TASKS FOR THIS EXERCISE:
**A)** Answer the three questions below using the article on S aureus decolonization, and mark each answer (i), (ii) or (iii) to match its question.
(i) How many children and how many adults were included in the evaluation?
(ii) What percentage of the patients were colonized with methicillin-resistant S aureus?
(iii) Which adverse effect was the most common?
**B)** Continue the article on S aureus decolonization, starting after its final sentence.

START TEXT BLOCK

Mupirocin Nasal Ointment Plus Bleach Baths Achieve Long-Term S Aureus Decolonization of Skin

Emma Hitt, PhD

March 26, 2010

March 26, 2010 (Atlanta, Georgia) — Nasal application of 2% mupirocin and bleach baths were found to be more effective at eradicating Staphylococcus aureus colonization than other interventions, according to the findings of a randomized trial.

Bernard C. Camins, MD, from the Division of Infectious Diseases at the Washington University School of Medicine in St. Louis, Missouri, reported the findings here at the Fifth Decennial International Conference on Healthcare-Associated Infections 2010.

According to the researchers, a variety of strategies have been used to decolonize patients with varying results, and there are "no published data on controlled trials evaluating the optimal methods for decolonization and their efficacy in preventing recurrent S aureus infections."

Dr. Camins and colleagues evaluated the effectiveness of decolonization methods in the eradication of S aureus carriage in 193 children and 107 adults presenting with community-acquired S aureus skin and soft tissue infections.

In addition to education on personal hygiene, all eligible patients were randomize to 1 of 4 groups: no intervention (control); application of 2% mupirocin ointment to both anterior nares twice daily for 5 days; application of 2% mupirocin ointment intranasally plus daily showers with 4% chlorhexidine solution for 5 days; and application of 2% mupirocin ointment intranasally plus daily 30-minute soaks in dilute bleach water for 5 days.

Of the patients, 68% were colonized with methicillin-resistant S aureus (MRSA) and 32% were colonized with methicillin-sensitive S aureus alone. All interventions were effective 1 month postintervention at eradicating S aureus carriage, compared with the control group.

At 4 months postintervention, only the mupirocin plus bleach bath was found to be effective at eradicating S aureus colonization (69% vs 48%; relative risk, 1.26; 95% confidence interval, 1.05 - 2.01; = .02). All treatment groups were well tolerated, with dry skin being the most common adverse effect.

"This current study is a pilot feasibility study for a larger trial to determine whether decolonization would prevent future episodes of skin and soft tissue infection," Dr. Camins told Medscape Infectious Diseases.

END TEXT BLOCK
START EXTRACTED INFORMATION

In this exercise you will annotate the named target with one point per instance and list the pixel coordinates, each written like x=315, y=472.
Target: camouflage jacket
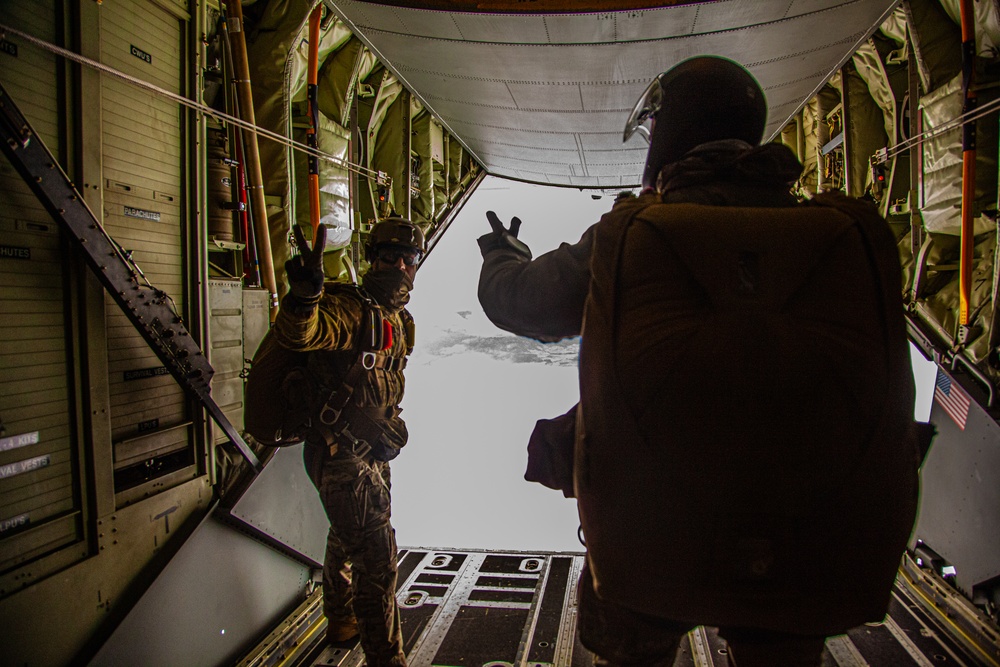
x=333, y=325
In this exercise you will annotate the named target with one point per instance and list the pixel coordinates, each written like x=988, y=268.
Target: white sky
x=474, y=392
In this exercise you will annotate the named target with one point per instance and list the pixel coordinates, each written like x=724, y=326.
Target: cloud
x=506, y=347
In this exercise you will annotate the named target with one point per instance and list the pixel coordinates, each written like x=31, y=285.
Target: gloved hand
x=503, y=238
x=305, y=270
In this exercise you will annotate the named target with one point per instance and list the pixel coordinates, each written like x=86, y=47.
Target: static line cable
x=378, y=176
x=958, y=121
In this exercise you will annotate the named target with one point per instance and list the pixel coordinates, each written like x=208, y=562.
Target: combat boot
x=339, y=631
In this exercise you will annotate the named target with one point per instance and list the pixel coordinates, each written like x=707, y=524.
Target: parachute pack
x=747, y=412
x=292, y=396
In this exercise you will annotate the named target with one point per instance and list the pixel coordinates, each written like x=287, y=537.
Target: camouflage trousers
x=359, y=571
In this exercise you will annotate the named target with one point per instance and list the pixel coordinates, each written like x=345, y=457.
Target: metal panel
x=143, y=175
x=225, y=297
x=217, y=595
x=39, y=486
x=283, y=505
x=548, y=79
x=959, y=514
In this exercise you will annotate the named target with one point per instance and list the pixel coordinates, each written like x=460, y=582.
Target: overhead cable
x=191, y=104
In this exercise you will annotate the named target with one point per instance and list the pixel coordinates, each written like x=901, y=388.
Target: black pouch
x=550, y=453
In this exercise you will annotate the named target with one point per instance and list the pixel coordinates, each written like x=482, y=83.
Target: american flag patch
x=950, y=396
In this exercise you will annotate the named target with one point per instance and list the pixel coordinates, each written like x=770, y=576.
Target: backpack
x=286, y=390
x=747, y=440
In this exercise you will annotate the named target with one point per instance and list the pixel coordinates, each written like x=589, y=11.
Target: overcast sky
x=474, y=392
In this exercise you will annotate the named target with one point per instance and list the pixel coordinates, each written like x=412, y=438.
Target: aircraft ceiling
x=542, y=96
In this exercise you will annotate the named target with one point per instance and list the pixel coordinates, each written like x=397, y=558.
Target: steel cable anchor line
x=380, y=177
x=148, y=309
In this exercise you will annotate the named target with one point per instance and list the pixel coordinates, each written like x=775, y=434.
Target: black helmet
x=394, y=231
x=701, y=99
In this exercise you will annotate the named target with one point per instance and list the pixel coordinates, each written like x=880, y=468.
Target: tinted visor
x=391, y=254
x=646, y=107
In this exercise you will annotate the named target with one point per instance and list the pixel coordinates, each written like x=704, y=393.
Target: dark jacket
x=730, y=467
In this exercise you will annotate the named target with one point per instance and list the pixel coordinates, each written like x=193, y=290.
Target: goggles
x=392, y=255
x=646, y=107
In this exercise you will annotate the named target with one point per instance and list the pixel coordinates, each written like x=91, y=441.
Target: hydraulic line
x=251, y=154
x=312, y=91
x=968, y=160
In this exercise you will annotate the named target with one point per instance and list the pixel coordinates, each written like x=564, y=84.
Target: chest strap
x=371, y=361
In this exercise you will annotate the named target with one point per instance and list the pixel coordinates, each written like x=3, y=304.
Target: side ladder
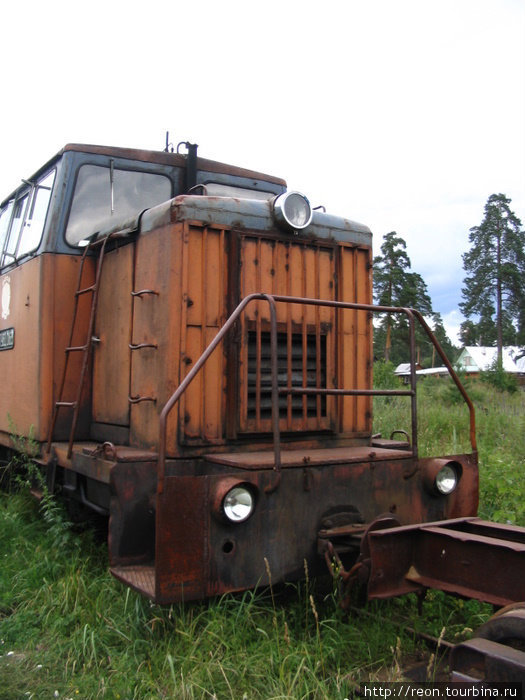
x=85, y=349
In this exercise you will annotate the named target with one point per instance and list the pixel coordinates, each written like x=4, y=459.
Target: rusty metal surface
x=200, y=553
x=111, y=362
x=140, y=578
x=453, y=556
x=131, y=530
x=304, y=458
x=482, y=659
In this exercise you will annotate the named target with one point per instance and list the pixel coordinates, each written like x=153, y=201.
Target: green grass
x=68, y=629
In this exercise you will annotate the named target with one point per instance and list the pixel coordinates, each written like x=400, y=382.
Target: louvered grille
x=304, y=365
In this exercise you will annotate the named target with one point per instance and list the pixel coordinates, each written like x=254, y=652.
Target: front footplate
x=469, y=557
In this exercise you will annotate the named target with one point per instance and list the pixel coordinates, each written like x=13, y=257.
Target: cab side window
x=22, y=220
x=105, y=195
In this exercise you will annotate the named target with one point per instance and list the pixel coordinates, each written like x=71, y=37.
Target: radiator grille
x=302, y=363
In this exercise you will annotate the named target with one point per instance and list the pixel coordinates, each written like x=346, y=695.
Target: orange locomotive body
x=119, y=268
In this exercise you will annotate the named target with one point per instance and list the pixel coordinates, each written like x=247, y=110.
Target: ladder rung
x=86, y=290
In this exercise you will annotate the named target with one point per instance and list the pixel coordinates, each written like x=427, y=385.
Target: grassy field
x=69, y=630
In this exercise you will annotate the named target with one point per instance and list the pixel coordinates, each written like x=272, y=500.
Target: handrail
x=272, y=299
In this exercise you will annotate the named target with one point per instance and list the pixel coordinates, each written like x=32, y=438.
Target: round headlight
x=446, y=479
x=292, y=211
x=238, y=504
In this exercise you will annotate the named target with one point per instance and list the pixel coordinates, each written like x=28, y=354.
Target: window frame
x=29, y=193
x=108, y=164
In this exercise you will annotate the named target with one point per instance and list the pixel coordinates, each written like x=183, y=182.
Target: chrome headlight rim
x=447, y=479
x=238, y=504
x=283, y=214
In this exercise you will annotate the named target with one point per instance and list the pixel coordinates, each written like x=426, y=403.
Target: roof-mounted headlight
x=441, y=476
x=238, y=504
x=292, y=211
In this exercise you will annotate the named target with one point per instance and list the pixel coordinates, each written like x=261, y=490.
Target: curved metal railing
x=276, y=390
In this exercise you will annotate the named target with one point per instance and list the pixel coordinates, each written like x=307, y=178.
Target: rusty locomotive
x=189, y=345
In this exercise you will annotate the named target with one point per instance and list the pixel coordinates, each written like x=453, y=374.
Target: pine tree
x=494, y=288
x=395, y=285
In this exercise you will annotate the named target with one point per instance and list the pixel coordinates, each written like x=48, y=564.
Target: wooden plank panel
x=111, y=357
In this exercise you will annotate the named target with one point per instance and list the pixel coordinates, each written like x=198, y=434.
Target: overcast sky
x=404, y=115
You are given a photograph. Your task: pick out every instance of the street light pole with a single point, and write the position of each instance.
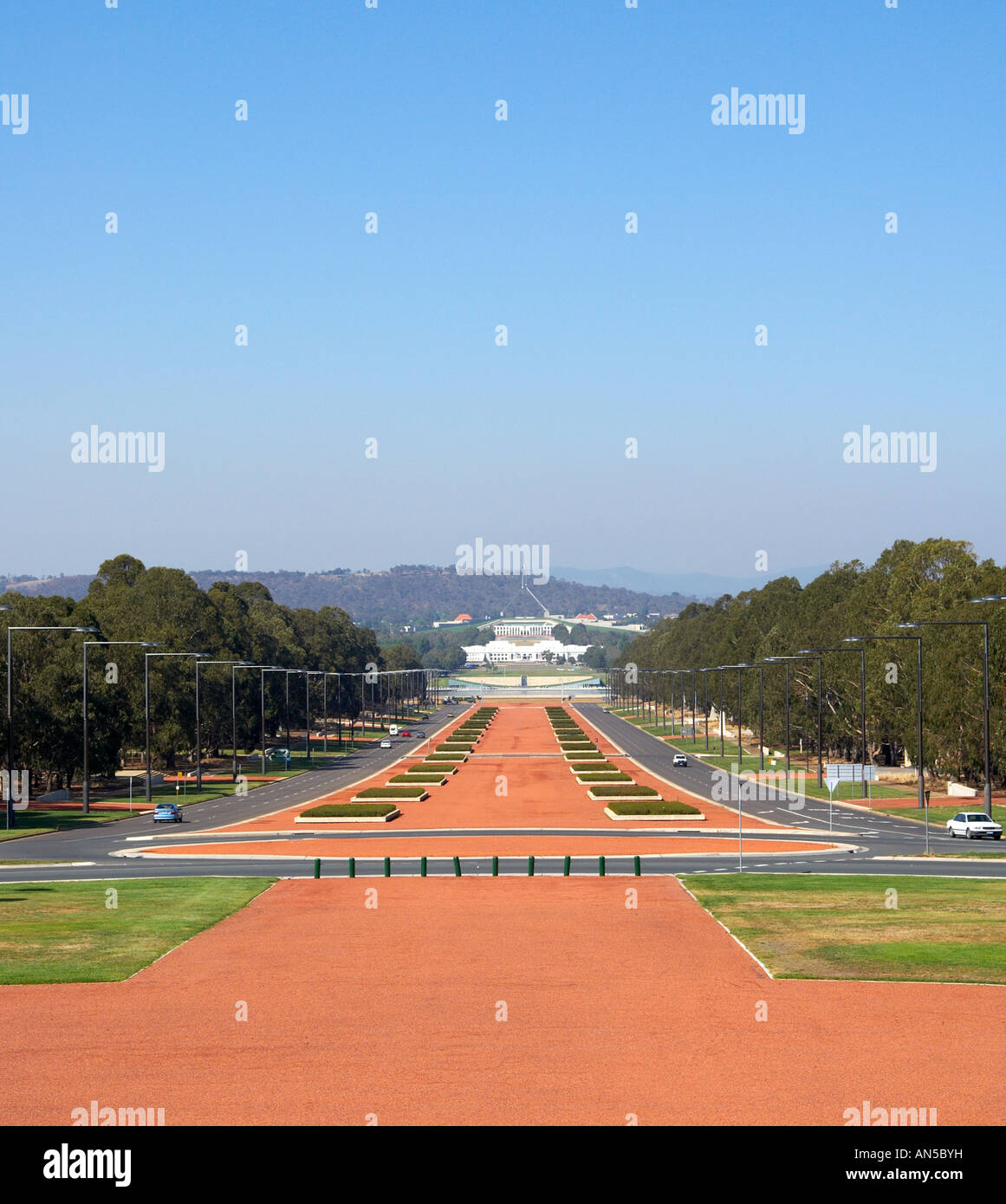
(920, 768)
(11, 821)
(86, 781)
(820, 752)
(983, 625)
(818, 651)
(147, 793)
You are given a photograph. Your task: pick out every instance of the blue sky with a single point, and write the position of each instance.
(391, 336)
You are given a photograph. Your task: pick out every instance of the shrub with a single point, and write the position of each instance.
(620, 791)
(392, 793)
(348, 811)
(656, 806)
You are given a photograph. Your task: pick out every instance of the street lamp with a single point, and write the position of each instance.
(11, 709)
(234, 664)
(920, 769)
(750, 664)
(92, 643)
(147, 707)
(266, 669)
(820, 651)
(820, 749)
(970, 623)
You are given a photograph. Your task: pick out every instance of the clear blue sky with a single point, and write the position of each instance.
(482, 222)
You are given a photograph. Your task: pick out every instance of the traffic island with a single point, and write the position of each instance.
(349, 812)
(388, 795)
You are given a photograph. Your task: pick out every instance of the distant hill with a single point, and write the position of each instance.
(407, 593)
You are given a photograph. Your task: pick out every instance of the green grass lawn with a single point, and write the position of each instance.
(39, 823)
(812, 926)
(938, 815)
(64, 932)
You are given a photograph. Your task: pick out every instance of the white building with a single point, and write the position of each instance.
(503, 651)
(509, 627)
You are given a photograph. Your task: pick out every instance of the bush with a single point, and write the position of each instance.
(348, 811)
(393, 793)
(620, 791)
(658, 806)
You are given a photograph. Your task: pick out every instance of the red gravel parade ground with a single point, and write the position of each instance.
(481, 1000)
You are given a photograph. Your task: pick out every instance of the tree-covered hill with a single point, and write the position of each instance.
(935, 579)
(416, 595)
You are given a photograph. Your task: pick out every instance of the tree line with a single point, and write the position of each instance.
(931, 580)
(127, 601)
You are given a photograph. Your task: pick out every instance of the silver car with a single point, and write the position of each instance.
(974, 825)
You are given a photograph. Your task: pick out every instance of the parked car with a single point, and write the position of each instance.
(975, 825)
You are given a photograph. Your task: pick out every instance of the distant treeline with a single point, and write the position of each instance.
(935, 579)
(127, 601)
(416, 595)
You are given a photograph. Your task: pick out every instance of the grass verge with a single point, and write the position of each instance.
(65, 932)
(806, 926)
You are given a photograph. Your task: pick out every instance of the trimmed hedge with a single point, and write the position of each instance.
(658, 806)
(620, 791)
(349, 811)
(393, 793)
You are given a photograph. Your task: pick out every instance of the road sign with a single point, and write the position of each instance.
(854, 772)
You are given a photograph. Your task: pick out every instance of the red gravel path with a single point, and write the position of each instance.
(611, 1013)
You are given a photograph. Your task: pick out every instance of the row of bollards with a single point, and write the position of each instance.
(567, 867)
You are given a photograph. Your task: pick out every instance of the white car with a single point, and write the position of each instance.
(974, 825)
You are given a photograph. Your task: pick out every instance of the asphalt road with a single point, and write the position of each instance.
(873, 838)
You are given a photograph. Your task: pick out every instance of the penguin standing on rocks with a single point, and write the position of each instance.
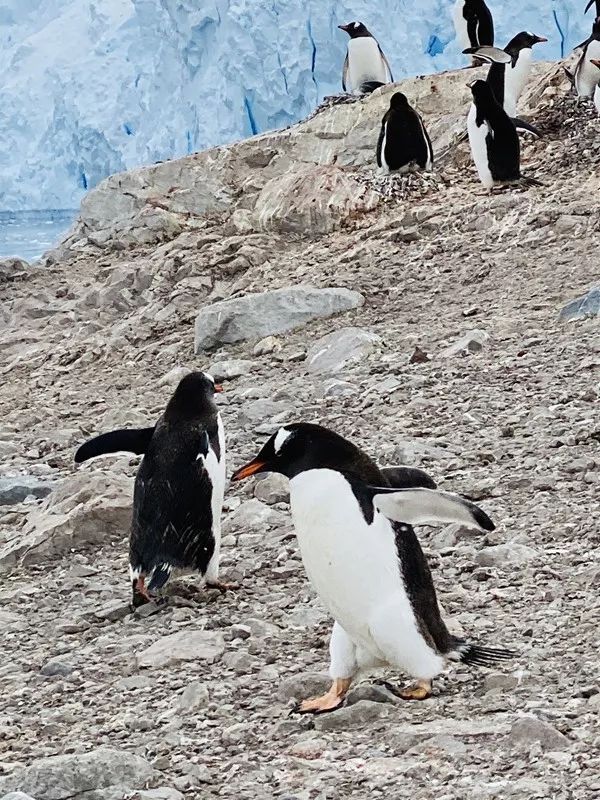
(403, 141)
(473, 23)
(493, 139)
(587, 74)
(508, 77)
(179, 488)
(596, 63)
(365, 67)
(365, 562)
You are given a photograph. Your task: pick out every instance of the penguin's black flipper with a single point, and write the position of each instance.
(133, 440)
(521, 125)
(408, 478)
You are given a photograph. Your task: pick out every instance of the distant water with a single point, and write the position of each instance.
(28, 234)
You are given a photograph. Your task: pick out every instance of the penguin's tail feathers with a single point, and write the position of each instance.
(367, 87)
(479, 656)
(160, 575)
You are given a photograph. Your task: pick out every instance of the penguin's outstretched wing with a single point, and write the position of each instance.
(422, 506)
(132, 440)
(408, 478)
(345, 74)
(491, 55)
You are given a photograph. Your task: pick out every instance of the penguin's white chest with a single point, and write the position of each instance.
(515, 79)
(353, 566)
(587, 75)
(478, 142)
(364, 63)
(460, 25)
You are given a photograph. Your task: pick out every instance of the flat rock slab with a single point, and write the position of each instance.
(206, 646)
(79, 776)
(588, 305)
(333, 352)
(256, 316)
(15, 490)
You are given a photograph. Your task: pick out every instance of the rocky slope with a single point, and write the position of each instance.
(450, 355)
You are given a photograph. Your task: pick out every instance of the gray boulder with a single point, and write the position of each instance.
(333, 352)
(96, 775)
(256, 316)
(588, 305)
(15, 490)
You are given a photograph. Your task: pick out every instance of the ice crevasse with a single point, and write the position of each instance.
(93, 87)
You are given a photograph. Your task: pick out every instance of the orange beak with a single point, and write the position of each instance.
(247, 470)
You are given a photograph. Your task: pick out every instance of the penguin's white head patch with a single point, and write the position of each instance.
(283, 434)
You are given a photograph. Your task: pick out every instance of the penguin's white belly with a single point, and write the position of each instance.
(352, 566)
(364, 63)
(515, 80)
(460, 25)
(216, 473)
(477, 141)
(587, 75)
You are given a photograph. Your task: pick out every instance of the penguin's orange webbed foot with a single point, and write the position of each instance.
(419, 690)
(333, 699)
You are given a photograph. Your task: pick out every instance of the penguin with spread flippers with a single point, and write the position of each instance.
(508, 76)
(179, 488)
(473, 23)
(493, 140)
(363, 559)
(403, 143)
(587, 74)
(365, 67)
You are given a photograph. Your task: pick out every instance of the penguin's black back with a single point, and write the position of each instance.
(480, 23)
(405, 139)
(172, 514)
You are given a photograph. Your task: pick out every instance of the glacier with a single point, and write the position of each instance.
(93, 87)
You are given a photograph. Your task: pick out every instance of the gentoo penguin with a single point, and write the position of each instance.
(587, 74)
(494, 140)
(596, 63)
(508, 77)
(364, 561)
(473, 24)
(365, 66)
(179, 487)
(403, 141)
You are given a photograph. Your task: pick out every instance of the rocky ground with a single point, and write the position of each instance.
(460, 364)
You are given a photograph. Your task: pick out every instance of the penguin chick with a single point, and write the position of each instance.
(179, 488)
(403, 141)
(364, 561)
(365, 67)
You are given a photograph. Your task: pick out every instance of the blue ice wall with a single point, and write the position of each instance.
(91, 87)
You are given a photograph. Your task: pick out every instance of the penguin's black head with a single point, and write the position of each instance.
(193, 397)
(399, 101)
(354, 29)
(303, 446)
(522, 41)
(482, 92)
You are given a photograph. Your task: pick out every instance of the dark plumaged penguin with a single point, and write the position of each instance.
(494, 140)
(473, 24)
(587, 74)
(509, 77)
(403, 141)
(179, 487)
(365, 67)
(363, 559)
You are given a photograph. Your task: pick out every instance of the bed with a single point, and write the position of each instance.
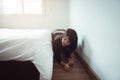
(28, 45)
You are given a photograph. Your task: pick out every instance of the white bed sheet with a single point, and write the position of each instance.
(26, 44)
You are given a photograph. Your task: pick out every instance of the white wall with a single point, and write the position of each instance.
(55, 16)
(99, 22)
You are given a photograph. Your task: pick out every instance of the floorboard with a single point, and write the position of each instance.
(77, 72)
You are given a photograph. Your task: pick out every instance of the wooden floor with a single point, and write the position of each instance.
(76, 73)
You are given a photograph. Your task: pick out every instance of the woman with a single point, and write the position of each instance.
(64, 44)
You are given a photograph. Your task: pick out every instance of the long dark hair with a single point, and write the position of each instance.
(72, 35)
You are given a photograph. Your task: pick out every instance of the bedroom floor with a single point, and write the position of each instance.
(77, 72)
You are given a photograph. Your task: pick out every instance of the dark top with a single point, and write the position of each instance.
(60, 53)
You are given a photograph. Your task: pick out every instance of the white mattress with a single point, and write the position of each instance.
(34, 45)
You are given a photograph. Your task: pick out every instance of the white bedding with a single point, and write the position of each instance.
(34, 45)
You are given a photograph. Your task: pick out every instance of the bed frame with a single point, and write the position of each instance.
(18, 70)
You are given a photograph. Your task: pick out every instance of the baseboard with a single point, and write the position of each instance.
(87, 68)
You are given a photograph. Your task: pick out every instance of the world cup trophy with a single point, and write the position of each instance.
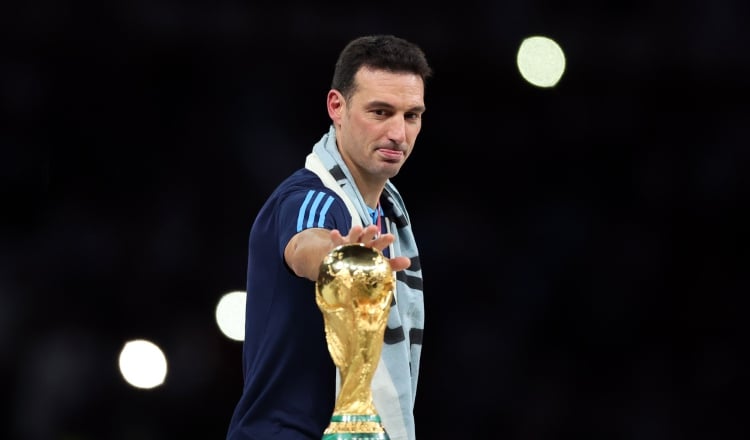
(354, 291)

END EXTRACTED INFORMATION

TASK-BY-TASK OUTPUTS:
**A)**
(i) 193 children and 107 adults
(ii) 68%
(iii) Dry skin

**B)**
"Before we completed the trial, decolonization methods were being used clinically without any scientific data supporting their use," he said. "Now that we have completed our trial, at least clinicians can feel comfortable recommending the intranasal application of mupirocin plus bleach baths in patients with recurrent community-acquired MRSA skin/soft tissue infections," he said.

Dr. Camins added that they were surprised that the mupirocin plus chlorhexidine intervention did not lead to decolonization, compared with the control group, at 4 months.

According to Keith M. Ramsey, MD, from the Brody School of Medicine at East Carolina University in Greenville, North Carolina, who attended the meeting, the addition of the diluted 30-minute bleach bath to nasal mupirocintreatments, resulting in two thirds of the S aureus carriers remaining free of carriage for up to 4 months, is a new finding, and should be explored in larger studies.

Dr. Ramsey told Medscape infectious Diseases that "it would be interesting to follow the subjects in the treatment arms to determine if any of the decolonization regimens result in differences in subsequent or recurrent clinical disease with S aureus or MRSA."

This study was supported by an unrestricted grant from Pfizer. Chlorhexidine solution was provided by Mölnlycke Health Care. Taro Pharmaceuticals contributed generic mupirocin ointment. Dr. Camins reports being a consultant for Pfizer. Dr. Ramsey reports being a consultant for BD GeneOhm and on the speakers' bureau for MedImmune, Cubist, and OrthoMcNeil.

Fifth Decennial International Conference on Healthcare-Associated Infections (ICHAI) 2010: Abstract 502. Presented March 20, 2010.